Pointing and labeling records
□ □ □

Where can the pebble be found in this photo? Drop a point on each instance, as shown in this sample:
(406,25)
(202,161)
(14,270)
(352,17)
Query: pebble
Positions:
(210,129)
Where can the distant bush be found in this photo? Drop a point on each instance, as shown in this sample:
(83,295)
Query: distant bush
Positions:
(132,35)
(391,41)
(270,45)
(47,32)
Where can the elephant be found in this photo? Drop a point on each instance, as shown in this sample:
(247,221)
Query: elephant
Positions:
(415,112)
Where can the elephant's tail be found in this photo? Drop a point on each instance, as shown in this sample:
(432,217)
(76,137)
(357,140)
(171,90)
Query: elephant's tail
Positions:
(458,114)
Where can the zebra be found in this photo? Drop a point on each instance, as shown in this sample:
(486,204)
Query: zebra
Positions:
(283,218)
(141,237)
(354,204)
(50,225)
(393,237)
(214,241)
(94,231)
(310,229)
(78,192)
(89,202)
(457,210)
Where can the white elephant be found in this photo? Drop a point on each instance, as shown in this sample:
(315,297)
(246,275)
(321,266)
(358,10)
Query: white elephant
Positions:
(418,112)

□ □ □

# Task to carry out
Reproduce every line of the records, adding 124 to each number in the answer coordinates. Leave the sample coordinates unchanged.

# Full answer
Where can the pebble be found in this photo? Drop a point on each instance, as shown in this sample:
(406,25)
(202,161)
(14,270)
(352,17)
Query: pebble
Positions:
(334,253)
Where can the distant bush be found in this photo? Drop a point on each instance, as shown in this sample:
(83,295)
Query: distant bush
Positions:
(256,159)
(515,165)
(394,169)
(171,156)
Where can the elephant be found in this photo? Drop a point on each instance, as shown in this sample:
(247,221)
Query: elephant
Positions:
(539,236)
Where can the elephant's tail be found in this photo? Drop a point on each instance, as shown in this sample:
(432,217)
(76,137)
(357,140)
(171,90)
Query: elephant's tail
Positions:
(582,238)
Where can the zebra be found in this photo? Drop a point on each instance, as shown in this sample:
(486,204)
Query: zebra
Positions:
(407,342)
(265,361)
(478,328)
(174,349)
(517,361)
(338,365)
(218,355)
(434,353)
(202,316)
(213,326)
(581,334)
Where can the white elephant be found in this photo? Drop a point on each instance, as shown in this sample:
(315,297)
(246,275)
(321,266)
(358,10)
Query: white elephant
Positions:
(542,236)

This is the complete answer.